- _WHAT IS EXPECTED_
Everything from the line containing "Expected behaviour: for every instance of the stone balustrade" to the end of the listing is to be set down exactly, both ends included, and nothing before it.

- _DATA PROVIDED_
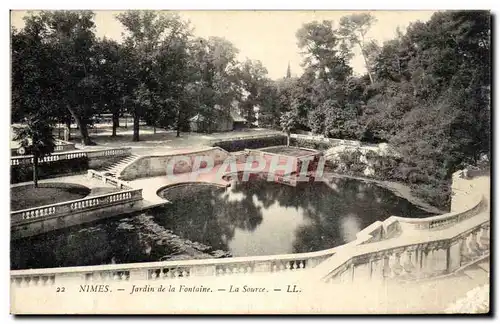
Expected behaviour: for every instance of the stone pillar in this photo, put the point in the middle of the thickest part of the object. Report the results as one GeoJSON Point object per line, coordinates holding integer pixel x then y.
{"type": "Point", "coordinates": [454, 257]}
{"type": "Point", "coordinates": [138, 274]}
{"type": "Point", "coordinates": [377, 269]}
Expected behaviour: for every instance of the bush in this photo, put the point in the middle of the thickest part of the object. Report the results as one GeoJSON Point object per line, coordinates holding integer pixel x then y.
{"type": "Point", "coordinates": [23, 173]}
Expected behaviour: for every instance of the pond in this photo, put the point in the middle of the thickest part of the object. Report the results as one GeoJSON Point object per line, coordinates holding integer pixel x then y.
{"type": "Point", "coordinates": [205, 221]}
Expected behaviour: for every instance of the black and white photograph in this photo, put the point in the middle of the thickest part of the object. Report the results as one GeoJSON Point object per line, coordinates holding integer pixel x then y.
{"type": "Point", "coordinates": [250, 161]}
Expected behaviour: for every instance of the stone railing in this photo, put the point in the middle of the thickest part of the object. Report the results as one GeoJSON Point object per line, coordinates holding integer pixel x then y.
{"type": "Point", "coordinates": [25, 216]}
{"type": "Point", "coordinates": [332, 141]}
{"type": "Point", "coordinates": [28, 159]}
{"type": "Point", "coordinates": [171, 270]}
{"type": "Point", "coordinates": [93, 174]}
{"type": "Point", "coordinates": [59, 147]}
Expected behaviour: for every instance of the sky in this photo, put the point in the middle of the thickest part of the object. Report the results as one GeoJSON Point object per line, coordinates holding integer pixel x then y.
{"type": "Point", "coordinates": [268, 36]}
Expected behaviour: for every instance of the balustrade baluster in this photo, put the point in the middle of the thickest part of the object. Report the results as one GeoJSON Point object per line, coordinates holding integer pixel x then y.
{"type": "Point", "coordinates": [483, 239]}
{"type": "Point", "coordinates": [407, 263]}
{"type": "Point", "coordinates": [472, 246]}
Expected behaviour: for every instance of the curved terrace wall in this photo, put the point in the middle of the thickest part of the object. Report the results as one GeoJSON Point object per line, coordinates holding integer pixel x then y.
{"type": "Point", "coordinates": [156, 165]}
{"type": "Point", "coordinates": [381, 250]}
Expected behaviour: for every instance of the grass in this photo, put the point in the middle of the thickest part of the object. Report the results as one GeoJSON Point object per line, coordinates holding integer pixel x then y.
{"type": "Point", "coordinates": [23, 197]}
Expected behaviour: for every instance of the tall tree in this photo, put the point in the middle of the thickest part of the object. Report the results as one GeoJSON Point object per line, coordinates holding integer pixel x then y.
{"type": "Point", "coordinates": [71, 37]}
{"type": "Point", "coordinates": [353, 29]}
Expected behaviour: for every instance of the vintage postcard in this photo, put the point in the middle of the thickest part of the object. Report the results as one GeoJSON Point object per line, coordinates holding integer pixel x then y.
{"type": "Point", "coordinates": [250, 162]}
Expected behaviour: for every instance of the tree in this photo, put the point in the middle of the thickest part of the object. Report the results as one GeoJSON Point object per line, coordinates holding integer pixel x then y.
{"type": "Point", "coordinates": [288, 121]}
{"type": "Point", "coordinates": [36, 136]}
{"type": "Point", "coordinates": [70, 35]}
{"type": "Point", "coordinates": [353, 30]}
{"type": "Point", "coordinates": [33, 91]}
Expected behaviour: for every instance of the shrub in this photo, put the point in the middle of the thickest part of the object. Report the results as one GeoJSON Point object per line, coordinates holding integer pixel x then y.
{"type": "Point", "coordinates": [251, 143]}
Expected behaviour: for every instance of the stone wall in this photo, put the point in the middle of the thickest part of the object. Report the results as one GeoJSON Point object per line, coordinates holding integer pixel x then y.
{"type": "Point", "coordinates": [154, 166]}
{"type": "Point", "coordinates": [467, 185]}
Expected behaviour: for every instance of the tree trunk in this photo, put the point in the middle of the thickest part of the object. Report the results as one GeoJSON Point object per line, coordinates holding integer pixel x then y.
{"type": "Point", "coordinates": [116, 122]}
{"type": "Point", "coordinates": [35, 169]}
{"type": "Point", "coordinates": [82, 126]}
{"type": "Point", "coordinates": [68, 128]}
{"type": "Point", "coordinates": [135, 137]}
{"type": "Point", "coordinates": [366, 61]}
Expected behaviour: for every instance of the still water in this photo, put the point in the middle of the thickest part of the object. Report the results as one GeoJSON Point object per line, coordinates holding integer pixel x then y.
{"type": "Point", "coordinates": [204, 221]}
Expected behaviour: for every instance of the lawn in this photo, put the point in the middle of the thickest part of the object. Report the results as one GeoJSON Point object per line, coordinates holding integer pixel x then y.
{"type": "Point", "coordinates": [23, 197]}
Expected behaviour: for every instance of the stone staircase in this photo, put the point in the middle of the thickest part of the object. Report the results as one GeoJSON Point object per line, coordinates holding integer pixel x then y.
{"type": "Point", "coordinates": [479, 272]}
{"type": "Point", "coordinates": [115, 169]}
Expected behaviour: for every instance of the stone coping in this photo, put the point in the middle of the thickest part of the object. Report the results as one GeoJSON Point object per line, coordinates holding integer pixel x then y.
{"type": "Point", "coordinates": [364, 236]}
{"type": "Point", "coordinates": [75, 201]}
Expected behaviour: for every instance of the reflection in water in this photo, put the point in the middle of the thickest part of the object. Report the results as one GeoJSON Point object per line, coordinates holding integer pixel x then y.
{"type": "Point", "coordinates": [248, 218]}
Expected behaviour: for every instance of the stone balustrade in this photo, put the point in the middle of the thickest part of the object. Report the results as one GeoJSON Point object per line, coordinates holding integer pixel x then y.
{"type": "Point", "coordinates": [28, 159]}
{"type": "Point", "coordinates": [93, 174]}
{"type": "Point", "coordinates": [397, 248]}
{"type": "Point", "coordinates": [424, 257]}
{"type": "Point", "coordinates": [170, 270]}
{"type": "Point", "coordinates": [239, 138]}
{"type": "Point", "coordinates": [25, 216]}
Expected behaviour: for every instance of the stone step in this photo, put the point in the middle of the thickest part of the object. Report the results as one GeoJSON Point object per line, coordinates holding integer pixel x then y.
{"type": "Point", "coordinates": [477, 274]}
{"type": "Point", "coordinates": [485, 265]}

- _OUTPUT_
Expected behaviour: for every instance of the stone balustrade in this photo, put the point in the middle of the thickest part of the object. Report the results as one GeoJSON Point object per line, coordinates holding integer pixel x then y.
{"type": "Point", "coordinates": [28, 159]}
{"type": "Point", "coordinates": [93, 174]}
{"type": "Point", "coordinates": [397, 248]}
{"type": "Point", "coordinates": [424, 257]}
{"type": "Point", "coordinates": [170, 270]}
{"type": "Point", "coordinates": [239, 138]}
{"type": "Point", "coordinates": [25, 216]}
Expected behaviour: for every instance of the stone step in this photo, put the point in the middle of the thickest part of the object. Report the results as one GeoJSON Point object per line, coordinates holding integer pixel x then y.
{"type": "Point", "coordinates": [477, 274]}
{"type": "Point", "coordinates": [485, 265]}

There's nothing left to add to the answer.